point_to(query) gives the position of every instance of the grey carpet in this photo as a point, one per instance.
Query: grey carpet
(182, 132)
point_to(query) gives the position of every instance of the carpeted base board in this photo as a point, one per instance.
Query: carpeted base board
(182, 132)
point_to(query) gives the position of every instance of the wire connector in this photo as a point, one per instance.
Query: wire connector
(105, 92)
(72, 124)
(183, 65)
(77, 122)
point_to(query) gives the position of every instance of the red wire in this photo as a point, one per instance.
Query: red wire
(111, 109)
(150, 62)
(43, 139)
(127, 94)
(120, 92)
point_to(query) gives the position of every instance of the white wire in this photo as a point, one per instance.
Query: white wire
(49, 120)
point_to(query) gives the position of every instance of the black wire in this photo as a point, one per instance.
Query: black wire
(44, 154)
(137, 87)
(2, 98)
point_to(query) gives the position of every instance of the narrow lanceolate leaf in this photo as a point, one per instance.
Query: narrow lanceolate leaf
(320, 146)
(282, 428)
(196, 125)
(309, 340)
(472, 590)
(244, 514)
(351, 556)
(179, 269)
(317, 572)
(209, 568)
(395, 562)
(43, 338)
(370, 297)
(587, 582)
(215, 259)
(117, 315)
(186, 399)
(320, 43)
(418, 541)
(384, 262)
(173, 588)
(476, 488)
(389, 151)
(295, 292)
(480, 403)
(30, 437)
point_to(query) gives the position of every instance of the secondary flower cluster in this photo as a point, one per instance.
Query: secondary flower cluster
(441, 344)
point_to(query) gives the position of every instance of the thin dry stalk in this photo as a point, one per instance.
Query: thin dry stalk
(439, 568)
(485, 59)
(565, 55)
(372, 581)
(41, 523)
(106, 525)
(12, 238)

▬▬▬▬▬▬

EXERCISE ▸ Recast the listing above as a numbered list, leaving out any blank lines.

SOLUTION ▸
1. point_to(query) gives the position of every instance of the grey carpet in this photo as a point, one per instance.
2. Query: grey carpet
3. (182, 132)
4. point_to(query) gives the position of every instance of the carpeted base board in this photo as a point, one per instance.
5. Query: carpeted base board
6. (182, 132)
7. point_to(query) gives the position of every instance of the wire connector in this photo as a point, one per instance.
8. Query: wire connector
9. (105, 92)
10. (72, 124)
11. (183, 65)
12. (77, 122)
13. point_to(query) gives the position of every instance of the red wire in this photo as a point, one per instance.
14. Query: red wire
15. (111, 109)
16. (150, 62)
17. (43, 139)
18. (127, 94)
19. (120, 92)
20. point_to(query) gives the position of every instance of the white wire in this photo as a point, one per instance.
21. Query: white wire
22. (49, 120)
23. point_to(query) gives the position of every instance of the black wire in this photo as a point, one per instance.
24. Query: black wire
25. (44, 154)
26. (137, 87)
27. (2, 98)
28. point_to(query) gives the position of every instance of the narrow lanceolate leaf in this photo as a point, one per instance.
29. Query: narrow lanceolate leaf
30. (320, 146)
31. (282, 428)
32. (196, 125)
33. (309, 340)
34. (472, 590)
35. (244, 514)
36. (351, 556)
37. (179, 269)
38. (317, 572)
39. (209, 568)
40. (395, 562)
41. (43, 338)
42. (370, 297)
43. (587, 582)
44. (215, 259)
45. (117, 315)
46. (186, 399)
47. (320, 43)
48. (418, 541)
49. (384, 262)
50. (173, 588)
51. (476, 488)
52. (389, 151)
53. (295, 292)
54. (480, 403)
55. (30, 437)
56. point_to(query) gives the position of every instance of the secondary flower cluster in this photo as a point, one per instance.
57. Query: secondary flower cluster
58. (441, 344)
59. point_to(query) gives the position of every instance of the thin dry stalk in this photo as a point, one per instance.
60. Query: thin dry stalk
61. (439, 568)
62. (485, 59)
63. (565, 55)
64. (372, 581)
65. (41, 523)
66. (106, 525)
67. (12, 238)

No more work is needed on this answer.